[Image point grounding data]
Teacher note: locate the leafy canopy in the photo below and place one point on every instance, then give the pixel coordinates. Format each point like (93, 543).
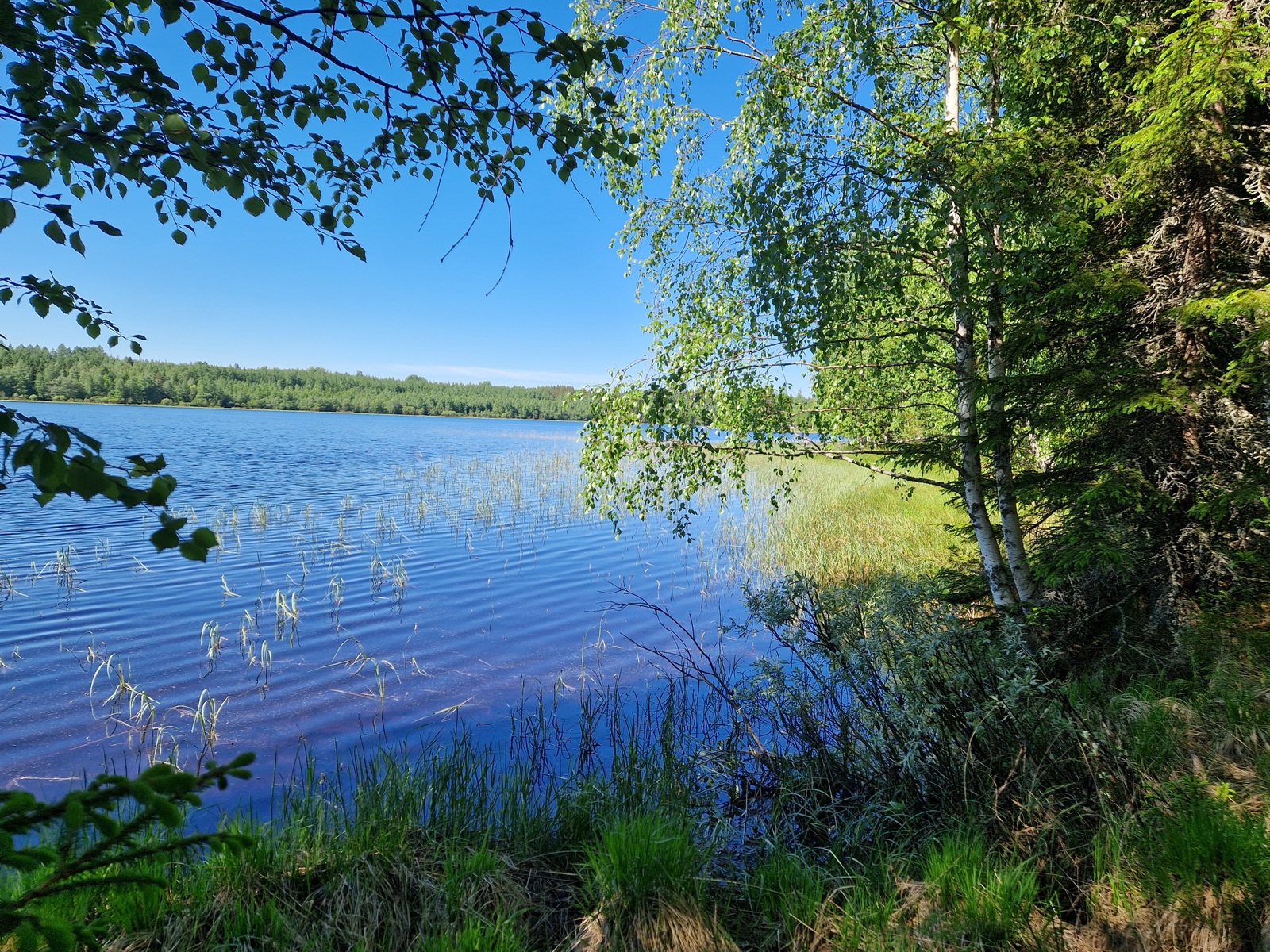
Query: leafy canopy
(292, 111)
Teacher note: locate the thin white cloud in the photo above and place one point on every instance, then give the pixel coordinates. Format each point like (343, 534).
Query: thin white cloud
(497, 374)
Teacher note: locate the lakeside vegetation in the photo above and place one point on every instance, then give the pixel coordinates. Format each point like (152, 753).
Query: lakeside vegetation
(897, 771)
(89, 374)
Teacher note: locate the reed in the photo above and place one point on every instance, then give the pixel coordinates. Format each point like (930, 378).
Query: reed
(842, 524)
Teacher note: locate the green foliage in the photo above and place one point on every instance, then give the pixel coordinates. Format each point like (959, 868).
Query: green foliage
(1194, 837)
(1053, 292)
(983, 900)
(888, 714)
(98, 838)
(641, 861)
(88, 374)
(184, 101)
(67, 461)
(787, 892)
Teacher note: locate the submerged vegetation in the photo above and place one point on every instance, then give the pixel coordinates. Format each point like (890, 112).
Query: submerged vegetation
(893, 776)
(89, 374)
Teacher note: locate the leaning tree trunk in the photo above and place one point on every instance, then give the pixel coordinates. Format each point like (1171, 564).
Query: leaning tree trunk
(1001, 436)
(967, 366)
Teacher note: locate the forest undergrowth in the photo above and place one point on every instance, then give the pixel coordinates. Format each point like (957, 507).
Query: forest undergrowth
(895, 771)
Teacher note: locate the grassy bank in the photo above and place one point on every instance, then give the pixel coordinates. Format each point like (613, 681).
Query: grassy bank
(844, 524)
(962, 800)
(893, 772)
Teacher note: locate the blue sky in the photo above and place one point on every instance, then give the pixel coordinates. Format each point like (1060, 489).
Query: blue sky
(264, 292)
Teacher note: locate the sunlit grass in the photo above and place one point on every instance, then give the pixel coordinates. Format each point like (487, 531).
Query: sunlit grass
(844, 524)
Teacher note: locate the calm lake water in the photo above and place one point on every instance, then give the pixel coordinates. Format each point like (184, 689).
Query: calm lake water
(379, 578)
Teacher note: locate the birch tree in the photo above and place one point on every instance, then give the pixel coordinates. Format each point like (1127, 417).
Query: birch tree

* _Work required_:
Any pictures should be dropped; transcribe the rest of the records above exactly.

* _Result of this exercise_:
Teacher note: locate the leafy canopy in the photo below and place one point on every instance, then give the pixel coordinates. Format each point like (93, 543).
Query: leafy canopy
(292, 111)
Teacher note: locate the thin white cloud in the photo above and place one point on every instance, then give the pixel coordinates. Format each point like (343, 534).
Query: thin white cloud
(497, 374)
Teacher note: locate the lakeside vegetation in the photo above and place one point on every instance, then give the pixel coordinates. Format each point like (152, 753).
Query: lakeside vegetation
(897, 771)
(89, 374)
Teacher note: locate the reed in the photo above and place one point on every instance, then give the pixel coordinates. Format each point like (930, 378).
Query: reed
(842, 524)
Teacher note: locate the green foliage in the photo above and place one point on every instance, then give the pixel coordinates. Format each point like (959, 868).
Query: green foliage
(1194, 837)
(1053, 292)
(983, 900)
(888, 714)
(98, 838)
(641, 861)
(88, 374)
(184, 101)
(67, 461)
(787, 892)
Teacher note: locate the submerged vegetation in the photo above and place one point on every instance, then give the pixel coordinates. Format each point like (890, 112).
Query: submerged vegetation
(893, 776)
(89, 374)
Teacher note: locate the leaning tree trunk in the photo above and place one point on every instance, then give the pixel coordinates. Format each point like (1171, 564).
Query: leaning tree trunk
(1001, 436)
(967, 366)
Teacher note: locate the forest undergrowth in the photo above and place one point on every instance, then give the pixel coordinates. Format each point like (957, 507).
Query: forest undergrowth
(895, 771)
Teacher note: locate the grassy bank in the photo above and place one point on every instance, then give the pixel coordinates. Format each point like (613, 681).
Query: grassy bank
(844, 524)
(962, 800)
(893, 772)
Teacher note: locate the blue sky in the photo above and place one point on every instance, then give the pixel coordinates. Format each point like (1060, 489).
Query: blue sky
(264, 292)
Teacher note: locate the sunlit grass in the photo above and place one point on every instance, then give the pixel coordinates. Format each point like (487, 531).
Query: sunlit grass
(844, 524)
Teacher note: locate the calm lake water in the photo above and place one point on every instance, then give the pixel coordinates. Format each point like (184, 689).
Query: calm lake water
(379, 578)
Teacher note: locate the birch tree in the photo above and place one point on every instance, then give the pixel coordinates. Format each point like (1127, 417).
Query: birch tree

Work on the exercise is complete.